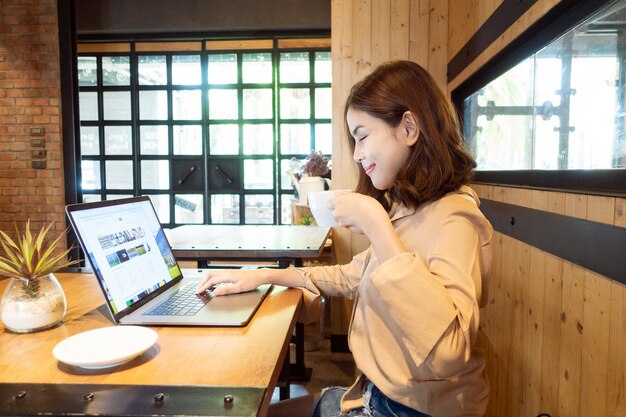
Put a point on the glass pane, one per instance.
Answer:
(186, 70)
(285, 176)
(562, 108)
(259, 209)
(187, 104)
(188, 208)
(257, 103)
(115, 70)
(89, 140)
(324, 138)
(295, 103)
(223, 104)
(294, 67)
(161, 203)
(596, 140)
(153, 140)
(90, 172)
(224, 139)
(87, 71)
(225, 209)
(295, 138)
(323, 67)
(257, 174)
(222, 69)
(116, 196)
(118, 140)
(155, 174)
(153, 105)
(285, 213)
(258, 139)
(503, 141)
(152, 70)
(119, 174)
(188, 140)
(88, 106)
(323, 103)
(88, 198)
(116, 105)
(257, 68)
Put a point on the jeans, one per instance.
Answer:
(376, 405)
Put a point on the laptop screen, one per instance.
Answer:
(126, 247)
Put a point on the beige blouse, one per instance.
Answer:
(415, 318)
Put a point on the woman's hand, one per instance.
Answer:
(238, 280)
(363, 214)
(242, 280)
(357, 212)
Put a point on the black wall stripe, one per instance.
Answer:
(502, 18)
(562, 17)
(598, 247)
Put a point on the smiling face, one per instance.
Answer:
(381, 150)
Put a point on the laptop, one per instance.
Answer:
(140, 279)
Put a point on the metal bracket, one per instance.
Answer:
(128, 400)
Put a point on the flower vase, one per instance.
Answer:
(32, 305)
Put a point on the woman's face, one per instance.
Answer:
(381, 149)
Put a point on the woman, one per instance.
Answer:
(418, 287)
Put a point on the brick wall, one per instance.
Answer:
=-=-=
**ABOUT THIS TASK**
Across the data, pull every line containing the string "face".

**ANSWER TO THE PROBLEM**
Put a point on the smiling face, one per instance.
Put a point on the woman's face, one per instance.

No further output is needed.